UNTERSUCHTER TEXT:

—————

Hohe Eigenmotivation
Bitkom-Hauptgeschäftsführer Bernhard Rohleder kann sich prinzipiell der Forderung der Berliner Regierungskoalition anschließen, sieht aber die Betreiber längst auf dem richtigen Weg: «Die Unternehmen sind hellwach, und das nicht erst seit dem Regierungswechsel», sagte der Branchenvertreter am Dienstag.
Die Firmen hätten eine hohe Eigenmotivation, in Zukunft energieeffizienter zu arbeiten, betonte Rohleder. «Das liegt einfach daran, dass die Energiekosten eine so enorme Bedeutung haben.» Rund die Hälfte der Kosten seien Ausgaben für die Energie. Das ausgerufene Ziel der Klimaneutralität könne nur gelingen, wenn ausreichend Strom aus regenerativen Quellen verfügbar sei.

—————

ARBEITSANWEISUNG:
Welcher Anteil der Kosten entfällt laut dem untersuchten Text auf Ausgaben für die Energie?

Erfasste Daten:
—————

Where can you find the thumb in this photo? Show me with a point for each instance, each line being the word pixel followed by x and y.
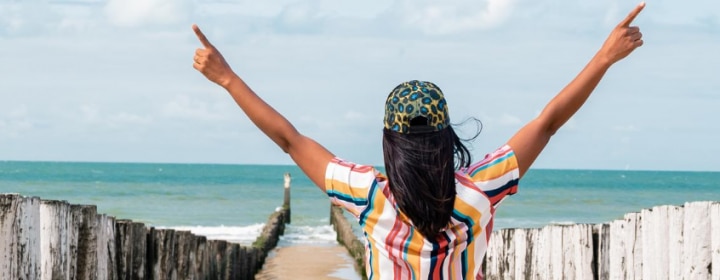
pixel 201 37
pixel 633 14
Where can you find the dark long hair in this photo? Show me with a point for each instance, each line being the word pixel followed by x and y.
pixel 421 171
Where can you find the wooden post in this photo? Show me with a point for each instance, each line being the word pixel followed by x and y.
pixel 696 246
pixel 19 237
pixel 286 200
pixel 56 239
pixel 715 242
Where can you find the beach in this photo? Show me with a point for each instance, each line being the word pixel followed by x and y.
pixel 329 261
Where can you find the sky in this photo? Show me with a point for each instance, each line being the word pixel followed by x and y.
pixel 112 81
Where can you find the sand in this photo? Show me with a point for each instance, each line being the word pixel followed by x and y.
pixel 308 262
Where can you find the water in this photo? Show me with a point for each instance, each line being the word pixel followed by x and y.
pixel 232 202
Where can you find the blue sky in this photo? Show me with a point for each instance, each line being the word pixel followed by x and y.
pixel 93 80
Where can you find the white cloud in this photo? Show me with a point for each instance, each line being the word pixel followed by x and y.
pixel 184 107
pixel 446 17
pixel 132 13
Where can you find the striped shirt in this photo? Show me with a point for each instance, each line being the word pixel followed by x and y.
pixel 395 249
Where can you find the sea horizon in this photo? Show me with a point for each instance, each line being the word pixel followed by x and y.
pixel 232 201
pixel 379 166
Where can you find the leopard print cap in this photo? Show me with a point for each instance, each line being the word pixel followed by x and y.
pixel 414 99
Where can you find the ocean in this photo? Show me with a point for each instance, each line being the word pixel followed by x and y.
pixel 232 202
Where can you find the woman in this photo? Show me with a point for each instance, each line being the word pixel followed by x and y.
pixel 431 216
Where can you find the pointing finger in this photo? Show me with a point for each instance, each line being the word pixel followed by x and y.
pixel 201 37
pixel 628 20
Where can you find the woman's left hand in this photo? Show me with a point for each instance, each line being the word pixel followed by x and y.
pixel 623 39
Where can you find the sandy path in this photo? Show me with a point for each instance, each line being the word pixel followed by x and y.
pixel 308 262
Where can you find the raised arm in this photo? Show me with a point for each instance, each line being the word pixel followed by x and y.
pixel 530 140
pixel 310 156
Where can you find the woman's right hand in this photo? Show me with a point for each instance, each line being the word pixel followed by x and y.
pixel 623 39
pixel 210 62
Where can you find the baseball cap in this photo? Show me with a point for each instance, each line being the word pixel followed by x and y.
pixel 416 107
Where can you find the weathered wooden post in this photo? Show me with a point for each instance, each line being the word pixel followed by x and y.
pixel 19 237
pixel 58 239
pixel 286 200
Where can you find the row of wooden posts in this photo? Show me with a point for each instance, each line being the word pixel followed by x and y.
pixel 48 239
pixel 45 239
pixel 664 242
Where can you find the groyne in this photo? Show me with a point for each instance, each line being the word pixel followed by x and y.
pixel 49 239
pixel 663 242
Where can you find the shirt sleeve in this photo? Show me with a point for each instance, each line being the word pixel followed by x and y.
pixel 497 175
pixel 347 184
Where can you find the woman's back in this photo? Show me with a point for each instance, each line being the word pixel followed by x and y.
pixel 395 249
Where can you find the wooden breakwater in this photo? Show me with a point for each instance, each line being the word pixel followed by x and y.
pixel 47 239
pixel 664 242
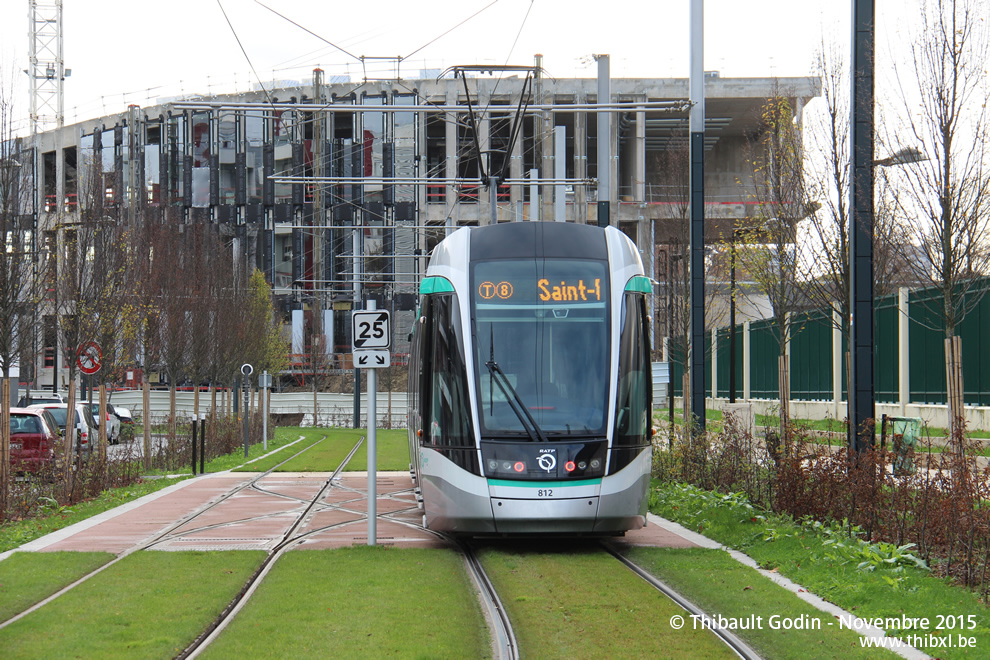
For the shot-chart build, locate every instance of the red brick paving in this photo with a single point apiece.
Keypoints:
(259, 517)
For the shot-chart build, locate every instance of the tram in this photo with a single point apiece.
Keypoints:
(530, 392)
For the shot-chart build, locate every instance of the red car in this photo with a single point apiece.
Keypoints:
(33, 436)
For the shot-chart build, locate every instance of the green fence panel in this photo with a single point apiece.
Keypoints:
(811, 356)
(724, 362)
(976, 358)
(764, 348)
(886, 353)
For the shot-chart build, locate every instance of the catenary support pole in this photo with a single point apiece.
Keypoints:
(862, 398)
(604, 142)
(696, 124)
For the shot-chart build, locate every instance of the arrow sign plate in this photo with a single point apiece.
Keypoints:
(372, 359)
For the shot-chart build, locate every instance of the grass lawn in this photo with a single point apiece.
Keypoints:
(719, 584)
(360, 602)
(27, 578)
(884, 587)
(393, 452)
(148, 605)
(568, 602)
(309, 437)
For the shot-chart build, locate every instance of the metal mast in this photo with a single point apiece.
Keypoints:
(46, 74)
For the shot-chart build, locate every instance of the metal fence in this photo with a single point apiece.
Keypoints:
(333, 409)
(814, 368)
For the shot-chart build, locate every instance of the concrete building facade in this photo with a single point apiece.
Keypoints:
(245, 163)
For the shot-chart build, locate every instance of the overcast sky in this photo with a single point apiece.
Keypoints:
(122, 52)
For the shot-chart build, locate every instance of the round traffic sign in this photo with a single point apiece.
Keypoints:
(89, 358)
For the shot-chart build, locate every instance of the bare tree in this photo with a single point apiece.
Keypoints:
(823, 249)
(17, 282)
(769, 254)
(943, 108)
(671, 192)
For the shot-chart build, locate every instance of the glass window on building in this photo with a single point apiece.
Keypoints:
(254, 134)
(228, 142)
(202, 153)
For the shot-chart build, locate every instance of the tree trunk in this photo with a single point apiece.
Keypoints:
(146, 418)
(70, 427)
(4, 446)
(784, 387)
(104, 423)
(954, 381)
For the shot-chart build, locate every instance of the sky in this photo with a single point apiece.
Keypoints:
(123, 52)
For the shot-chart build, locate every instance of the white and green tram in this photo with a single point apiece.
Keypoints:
(529, 382)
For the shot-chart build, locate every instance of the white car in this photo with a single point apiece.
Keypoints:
(85, 424)
(113, 422)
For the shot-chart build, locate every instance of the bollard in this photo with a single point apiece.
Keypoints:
(194, 446)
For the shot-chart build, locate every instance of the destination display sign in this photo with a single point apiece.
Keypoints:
(556, 282)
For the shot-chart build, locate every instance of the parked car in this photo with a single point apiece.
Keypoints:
(32, 397)
(33, 436)
(113, 422)
(124, 414)
(85, 424)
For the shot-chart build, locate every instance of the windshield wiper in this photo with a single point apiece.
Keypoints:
(515, 402)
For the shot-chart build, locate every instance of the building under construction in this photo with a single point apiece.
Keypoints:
(338, 191)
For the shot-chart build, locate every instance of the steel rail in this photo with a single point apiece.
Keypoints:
(504, 642)
(220, 623)
(157, 539)
(738, 646)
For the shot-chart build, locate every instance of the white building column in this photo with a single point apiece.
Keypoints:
(903, 349)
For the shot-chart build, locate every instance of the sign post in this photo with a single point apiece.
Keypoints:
(264, 382)
(372, 339)
(246, 371)
(89, 358)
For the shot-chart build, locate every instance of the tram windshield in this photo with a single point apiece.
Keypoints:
(541, 337)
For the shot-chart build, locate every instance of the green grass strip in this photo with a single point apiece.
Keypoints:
(27, 578)
(148, 605)
(882, 588)
(15, 533)
(309, 437)
(392, 455)
(582, 603)
(393, 452)
(360, 602)
(717, 583)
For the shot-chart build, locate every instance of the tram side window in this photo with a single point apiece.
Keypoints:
(635, 391)
(414, 418)
(444, 392)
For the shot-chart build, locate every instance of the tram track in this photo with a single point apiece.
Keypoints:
(288, 539)
(738, 646)
(161, 536)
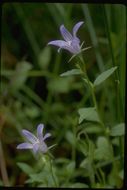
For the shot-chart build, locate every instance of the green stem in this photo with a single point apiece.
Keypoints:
(83, 68)
(55, 182)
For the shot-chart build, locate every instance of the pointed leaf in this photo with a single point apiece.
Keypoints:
(118, 130)
(103, 76)
(89, 114)
(25, 168)
(71, 72)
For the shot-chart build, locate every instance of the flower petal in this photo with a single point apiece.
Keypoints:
(76, 28)
(65, 33)
(29, 136)
(35, 147)
(59, 43)
(25, 146)
(43, 147)
(40, 131)
(46, 136)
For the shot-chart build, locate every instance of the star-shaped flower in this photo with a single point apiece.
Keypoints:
(71, 42)
(35, 143)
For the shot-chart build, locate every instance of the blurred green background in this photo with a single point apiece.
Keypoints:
(32, 90)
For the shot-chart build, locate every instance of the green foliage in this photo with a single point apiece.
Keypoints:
(71, 72)
(103, 76)
(88, 154)
(89, 114)
(118, 130)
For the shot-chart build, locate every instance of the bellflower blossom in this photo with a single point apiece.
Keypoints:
(71, 42)
(35, 143)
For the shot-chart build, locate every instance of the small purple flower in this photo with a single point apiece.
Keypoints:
(71, 42)
(35, 143)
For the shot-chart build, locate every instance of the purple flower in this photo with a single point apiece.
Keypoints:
(35, 143)
(71, 42)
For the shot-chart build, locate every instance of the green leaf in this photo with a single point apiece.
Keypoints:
(25, 168)
(118, 130)
(70, 167)
(89, 114)
(70, 138)
(44, 57)
(78, 185)
(20, 75)
(103, 76)
(61, 85)
(103, 151)
(71, 72)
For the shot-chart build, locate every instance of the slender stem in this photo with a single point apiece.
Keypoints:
(55, 182)
(3, 167)
(83, 68)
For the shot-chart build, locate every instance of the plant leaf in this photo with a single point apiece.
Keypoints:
(25, 168)
(103, 76)
(118, 130)
(89, 114)
(103, 151)
(71, 72)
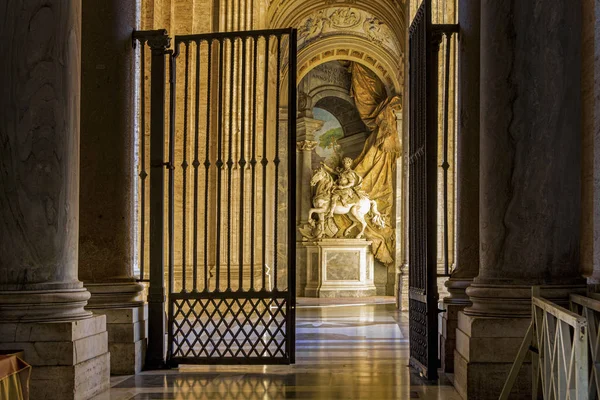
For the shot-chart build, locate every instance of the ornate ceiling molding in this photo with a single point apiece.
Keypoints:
(347, 21)
(286, 13)
(358, 49)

—————

GELÖSTE AUFGABE:
Rund die Hälfte der Kosten.